• **WHAT YOU HAVE TO DO**: Which lines in the data below contain the string "door"? Extract each such line in full, matching uppercase and lowercase exactly.

• **DATA FOR THIS EXERCISE**:
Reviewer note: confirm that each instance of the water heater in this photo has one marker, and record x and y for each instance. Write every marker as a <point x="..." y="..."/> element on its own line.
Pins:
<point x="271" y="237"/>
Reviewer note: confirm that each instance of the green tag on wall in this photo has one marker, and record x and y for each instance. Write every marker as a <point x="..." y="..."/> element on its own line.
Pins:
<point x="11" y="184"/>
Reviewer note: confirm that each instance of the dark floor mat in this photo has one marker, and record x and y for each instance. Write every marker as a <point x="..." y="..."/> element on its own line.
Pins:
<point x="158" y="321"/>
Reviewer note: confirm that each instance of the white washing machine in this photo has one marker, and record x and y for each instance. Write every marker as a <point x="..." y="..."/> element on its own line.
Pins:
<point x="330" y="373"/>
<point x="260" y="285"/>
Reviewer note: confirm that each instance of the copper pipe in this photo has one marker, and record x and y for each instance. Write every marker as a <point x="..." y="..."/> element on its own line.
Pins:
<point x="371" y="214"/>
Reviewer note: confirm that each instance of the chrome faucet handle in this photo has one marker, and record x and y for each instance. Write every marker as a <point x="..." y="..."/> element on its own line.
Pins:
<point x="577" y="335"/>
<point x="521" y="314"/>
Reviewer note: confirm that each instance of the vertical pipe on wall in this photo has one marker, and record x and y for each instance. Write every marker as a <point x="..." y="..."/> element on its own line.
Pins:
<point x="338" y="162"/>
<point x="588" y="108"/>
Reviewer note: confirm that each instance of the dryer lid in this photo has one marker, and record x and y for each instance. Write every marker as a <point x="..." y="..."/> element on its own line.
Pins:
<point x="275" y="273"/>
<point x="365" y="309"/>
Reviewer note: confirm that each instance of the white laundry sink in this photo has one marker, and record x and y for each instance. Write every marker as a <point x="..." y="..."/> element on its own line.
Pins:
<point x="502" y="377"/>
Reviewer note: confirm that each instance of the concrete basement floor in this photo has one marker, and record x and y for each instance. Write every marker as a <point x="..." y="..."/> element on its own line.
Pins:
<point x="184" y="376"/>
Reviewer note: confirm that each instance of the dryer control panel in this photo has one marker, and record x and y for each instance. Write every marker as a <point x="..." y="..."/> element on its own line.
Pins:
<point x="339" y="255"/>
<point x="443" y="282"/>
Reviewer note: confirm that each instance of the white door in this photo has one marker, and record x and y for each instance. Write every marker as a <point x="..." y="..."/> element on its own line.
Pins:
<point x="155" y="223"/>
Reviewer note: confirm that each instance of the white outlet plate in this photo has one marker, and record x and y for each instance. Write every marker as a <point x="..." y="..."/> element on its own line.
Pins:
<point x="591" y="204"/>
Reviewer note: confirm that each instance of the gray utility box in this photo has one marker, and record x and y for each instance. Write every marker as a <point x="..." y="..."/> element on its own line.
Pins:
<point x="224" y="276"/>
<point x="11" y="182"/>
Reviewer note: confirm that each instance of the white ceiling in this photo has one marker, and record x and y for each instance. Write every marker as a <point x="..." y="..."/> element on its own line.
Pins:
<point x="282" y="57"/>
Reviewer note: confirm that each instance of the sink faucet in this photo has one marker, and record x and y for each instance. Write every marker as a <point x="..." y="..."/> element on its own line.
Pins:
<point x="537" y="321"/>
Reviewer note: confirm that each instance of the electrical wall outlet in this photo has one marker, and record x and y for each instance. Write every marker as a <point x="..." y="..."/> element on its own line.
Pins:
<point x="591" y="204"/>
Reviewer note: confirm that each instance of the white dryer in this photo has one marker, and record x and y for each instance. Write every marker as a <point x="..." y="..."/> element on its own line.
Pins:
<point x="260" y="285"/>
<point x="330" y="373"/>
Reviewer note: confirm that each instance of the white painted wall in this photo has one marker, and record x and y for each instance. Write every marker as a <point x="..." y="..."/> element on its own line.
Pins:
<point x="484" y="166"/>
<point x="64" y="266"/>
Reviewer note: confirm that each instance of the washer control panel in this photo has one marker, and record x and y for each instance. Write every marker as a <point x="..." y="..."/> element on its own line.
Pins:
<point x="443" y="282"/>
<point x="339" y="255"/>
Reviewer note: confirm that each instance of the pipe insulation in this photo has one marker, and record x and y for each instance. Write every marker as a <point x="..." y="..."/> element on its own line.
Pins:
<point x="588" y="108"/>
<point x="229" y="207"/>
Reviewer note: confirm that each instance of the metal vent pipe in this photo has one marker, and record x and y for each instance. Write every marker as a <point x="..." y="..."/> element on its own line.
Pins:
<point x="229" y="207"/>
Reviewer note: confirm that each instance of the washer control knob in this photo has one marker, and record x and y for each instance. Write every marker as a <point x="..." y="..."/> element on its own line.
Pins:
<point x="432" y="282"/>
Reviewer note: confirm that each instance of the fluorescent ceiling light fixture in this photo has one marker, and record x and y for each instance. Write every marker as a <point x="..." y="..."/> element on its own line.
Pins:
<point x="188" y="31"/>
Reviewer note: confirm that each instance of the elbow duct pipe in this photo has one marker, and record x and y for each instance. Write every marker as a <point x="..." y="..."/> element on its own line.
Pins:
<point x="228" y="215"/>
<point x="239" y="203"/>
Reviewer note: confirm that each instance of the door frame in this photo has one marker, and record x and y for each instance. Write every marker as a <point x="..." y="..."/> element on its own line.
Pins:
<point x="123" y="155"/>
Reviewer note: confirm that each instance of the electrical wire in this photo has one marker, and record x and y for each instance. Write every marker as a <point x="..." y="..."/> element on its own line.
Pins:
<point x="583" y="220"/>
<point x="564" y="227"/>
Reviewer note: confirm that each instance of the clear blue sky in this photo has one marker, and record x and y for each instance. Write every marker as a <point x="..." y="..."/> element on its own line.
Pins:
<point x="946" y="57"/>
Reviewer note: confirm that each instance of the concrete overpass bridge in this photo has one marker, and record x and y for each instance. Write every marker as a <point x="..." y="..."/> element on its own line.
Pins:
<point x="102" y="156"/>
---
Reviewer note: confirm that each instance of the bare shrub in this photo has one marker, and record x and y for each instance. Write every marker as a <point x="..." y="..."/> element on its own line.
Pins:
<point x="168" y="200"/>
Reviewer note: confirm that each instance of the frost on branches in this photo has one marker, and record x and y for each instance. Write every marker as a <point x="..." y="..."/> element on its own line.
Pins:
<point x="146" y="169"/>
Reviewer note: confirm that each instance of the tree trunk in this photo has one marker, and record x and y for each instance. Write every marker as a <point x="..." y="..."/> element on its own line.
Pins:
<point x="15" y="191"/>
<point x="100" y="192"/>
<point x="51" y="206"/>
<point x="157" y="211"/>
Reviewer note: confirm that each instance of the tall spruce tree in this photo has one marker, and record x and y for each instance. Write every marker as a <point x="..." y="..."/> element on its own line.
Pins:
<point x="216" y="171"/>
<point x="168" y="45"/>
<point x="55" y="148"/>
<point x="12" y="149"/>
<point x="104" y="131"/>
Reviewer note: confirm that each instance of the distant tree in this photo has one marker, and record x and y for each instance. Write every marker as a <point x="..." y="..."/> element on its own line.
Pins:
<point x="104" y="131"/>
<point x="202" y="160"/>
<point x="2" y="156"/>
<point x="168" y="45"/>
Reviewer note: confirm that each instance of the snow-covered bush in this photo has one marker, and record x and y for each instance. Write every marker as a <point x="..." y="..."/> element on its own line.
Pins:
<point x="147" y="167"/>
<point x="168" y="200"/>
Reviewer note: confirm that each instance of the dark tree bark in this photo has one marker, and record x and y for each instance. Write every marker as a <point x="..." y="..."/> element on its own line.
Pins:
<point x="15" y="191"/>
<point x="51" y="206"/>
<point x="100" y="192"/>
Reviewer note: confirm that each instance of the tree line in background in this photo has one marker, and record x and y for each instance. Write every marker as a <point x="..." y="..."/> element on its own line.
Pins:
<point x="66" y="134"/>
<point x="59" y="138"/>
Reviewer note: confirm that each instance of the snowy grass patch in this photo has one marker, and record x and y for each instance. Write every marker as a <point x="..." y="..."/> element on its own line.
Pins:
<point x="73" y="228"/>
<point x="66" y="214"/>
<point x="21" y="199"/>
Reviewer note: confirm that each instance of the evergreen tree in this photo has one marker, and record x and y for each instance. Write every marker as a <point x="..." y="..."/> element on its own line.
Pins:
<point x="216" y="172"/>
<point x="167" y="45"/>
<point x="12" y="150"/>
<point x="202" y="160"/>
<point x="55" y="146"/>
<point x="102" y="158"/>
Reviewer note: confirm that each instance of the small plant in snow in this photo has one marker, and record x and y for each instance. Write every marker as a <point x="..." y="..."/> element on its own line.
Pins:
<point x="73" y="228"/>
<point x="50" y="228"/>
* * *
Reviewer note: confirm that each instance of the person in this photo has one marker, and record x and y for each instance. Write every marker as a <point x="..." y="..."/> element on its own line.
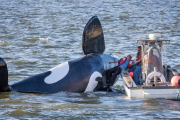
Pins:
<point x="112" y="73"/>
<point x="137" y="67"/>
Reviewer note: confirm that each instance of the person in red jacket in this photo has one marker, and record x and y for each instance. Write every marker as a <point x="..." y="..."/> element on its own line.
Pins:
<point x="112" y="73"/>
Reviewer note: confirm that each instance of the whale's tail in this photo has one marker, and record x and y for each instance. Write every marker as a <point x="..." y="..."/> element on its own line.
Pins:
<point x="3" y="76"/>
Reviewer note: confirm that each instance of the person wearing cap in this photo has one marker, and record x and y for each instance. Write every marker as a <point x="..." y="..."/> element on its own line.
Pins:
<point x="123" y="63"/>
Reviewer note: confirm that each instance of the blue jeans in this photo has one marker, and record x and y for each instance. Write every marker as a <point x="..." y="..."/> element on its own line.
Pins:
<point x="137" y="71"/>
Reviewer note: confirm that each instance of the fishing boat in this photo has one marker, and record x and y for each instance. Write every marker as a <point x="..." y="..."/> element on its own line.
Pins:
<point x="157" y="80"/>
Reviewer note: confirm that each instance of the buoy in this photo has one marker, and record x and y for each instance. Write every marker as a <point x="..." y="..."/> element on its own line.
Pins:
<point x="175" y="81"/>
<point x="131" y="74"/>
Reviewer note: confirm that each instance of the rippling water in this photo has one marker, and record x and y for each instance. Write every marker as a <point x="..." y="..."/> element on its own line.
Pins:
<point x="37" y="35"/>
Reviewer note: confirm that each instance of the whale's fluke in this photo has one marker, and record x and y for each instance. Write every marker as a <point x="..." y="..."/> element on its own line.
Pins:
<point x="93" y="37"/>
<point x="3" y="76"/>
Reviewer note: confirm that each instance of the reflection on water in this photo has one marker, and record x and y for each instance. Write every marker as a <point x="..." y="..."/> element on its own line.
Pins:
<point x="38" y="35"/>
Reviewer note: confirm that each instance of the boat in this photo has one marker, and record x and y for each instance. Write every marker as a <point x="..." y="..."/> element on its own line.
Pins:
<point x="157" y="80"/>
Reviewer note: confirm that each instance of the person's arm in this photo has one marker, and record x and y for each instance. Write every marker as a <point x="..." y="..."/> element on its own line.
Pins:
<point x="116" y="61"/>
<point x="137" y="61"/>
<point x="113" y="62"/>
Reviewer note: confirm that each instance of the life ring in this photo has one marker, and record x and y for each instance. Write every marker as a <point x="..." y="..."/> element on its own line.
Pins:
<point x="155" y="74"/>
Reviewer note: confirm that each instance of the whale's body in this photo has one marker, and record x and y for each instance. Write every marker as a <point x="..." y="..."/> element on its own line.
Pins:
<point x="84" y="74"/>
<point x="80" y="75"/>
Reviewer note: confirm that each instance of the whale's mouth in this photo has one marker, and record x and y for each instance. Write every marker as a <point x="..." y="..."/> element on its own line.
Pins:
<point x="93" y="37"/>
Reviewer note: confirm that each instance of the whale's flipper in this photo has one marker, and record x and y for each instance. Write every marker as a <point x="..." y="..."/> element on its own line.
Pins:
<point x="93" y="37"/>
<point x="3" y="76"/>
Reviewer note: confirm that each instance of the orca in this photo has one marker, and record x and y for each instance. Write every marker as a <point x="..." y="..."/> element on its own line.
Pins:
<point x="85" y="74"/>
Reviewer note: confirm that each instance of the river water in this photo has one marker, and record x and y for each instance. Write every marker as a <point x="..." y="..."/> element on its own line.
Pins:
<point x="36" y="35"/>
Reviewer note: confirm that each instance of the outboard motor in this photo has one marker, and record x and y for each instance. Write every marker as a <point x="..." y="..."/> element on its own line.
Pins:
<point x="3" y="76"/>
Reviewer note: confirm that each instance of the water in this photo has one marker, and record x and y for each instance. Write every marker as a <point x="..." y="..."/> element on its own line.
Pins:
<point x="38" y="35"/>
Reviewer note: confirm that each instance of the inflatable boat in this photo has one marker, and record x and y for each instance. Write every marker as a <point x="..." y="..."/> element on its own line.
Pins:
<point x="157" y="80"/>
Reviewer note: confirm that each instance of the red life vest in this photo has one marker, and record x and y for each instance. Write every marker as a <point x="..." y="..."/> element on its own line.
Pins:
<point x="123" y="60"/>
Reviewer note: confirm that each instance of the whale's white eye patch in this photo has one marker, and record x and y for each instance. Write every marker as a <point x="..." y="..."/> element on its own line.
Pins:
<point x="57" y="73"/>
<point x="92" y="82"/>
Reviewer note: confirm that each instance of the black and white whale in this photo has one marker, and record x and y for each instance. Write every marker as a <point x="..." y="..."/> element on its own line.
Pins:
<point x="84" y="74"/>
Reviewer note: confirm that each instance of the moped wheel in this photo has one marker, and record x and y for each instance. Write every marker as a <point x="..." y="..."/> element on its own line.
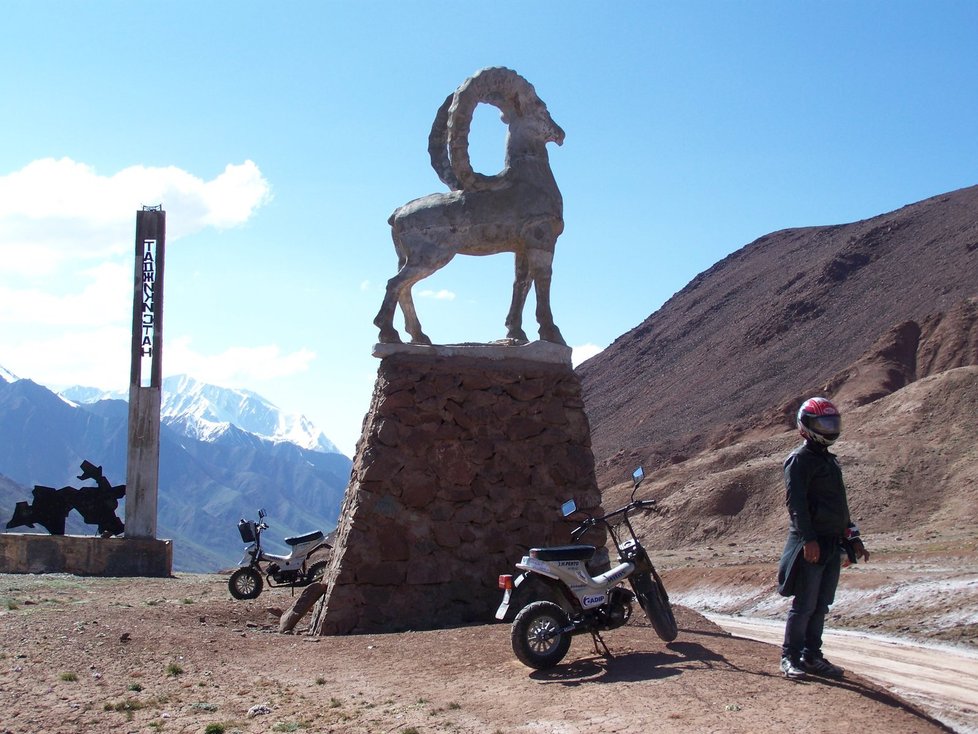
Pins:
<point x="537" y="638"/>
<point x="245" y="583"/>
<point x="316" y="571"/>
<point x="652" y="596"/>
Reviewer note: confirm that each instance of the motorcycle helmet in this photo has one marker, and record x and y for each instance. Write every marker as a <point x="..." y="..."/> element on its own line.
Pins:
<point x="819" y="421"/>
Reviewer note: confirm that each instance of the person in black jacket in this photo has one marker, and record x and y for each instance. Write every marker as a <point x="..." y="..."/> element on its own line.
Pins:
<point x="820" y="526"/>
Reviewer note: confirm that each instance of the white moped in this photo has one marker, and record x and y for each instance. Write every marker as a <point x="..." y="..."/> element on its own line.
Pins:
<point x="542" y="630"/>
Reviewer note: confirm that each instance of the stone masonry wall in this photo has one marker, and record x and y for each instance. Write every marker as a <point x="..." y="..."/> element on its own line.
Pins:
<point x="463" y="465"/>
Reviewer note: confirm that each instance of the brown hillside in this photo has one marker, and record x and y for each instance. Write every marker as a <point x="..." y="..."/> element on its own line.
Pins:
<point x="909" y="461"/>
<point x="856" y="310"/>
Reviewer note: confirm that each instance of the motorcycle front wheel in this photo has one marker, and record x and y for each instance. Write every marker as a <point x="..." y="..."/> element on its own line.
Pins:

• **EXERCISE OUTPUT**:
Reviewer note: confirm that each instance of the white door in this photo has one marker, and record x and y for each instance. Write every marker as a <point x="..." y="..."/> element on its own line.
Reviewer note: confirm that each instance of the door frame in this photo has one marker, and record x and y for each instance. Write every marker as a <point x="..." y="..."/> element on its own line.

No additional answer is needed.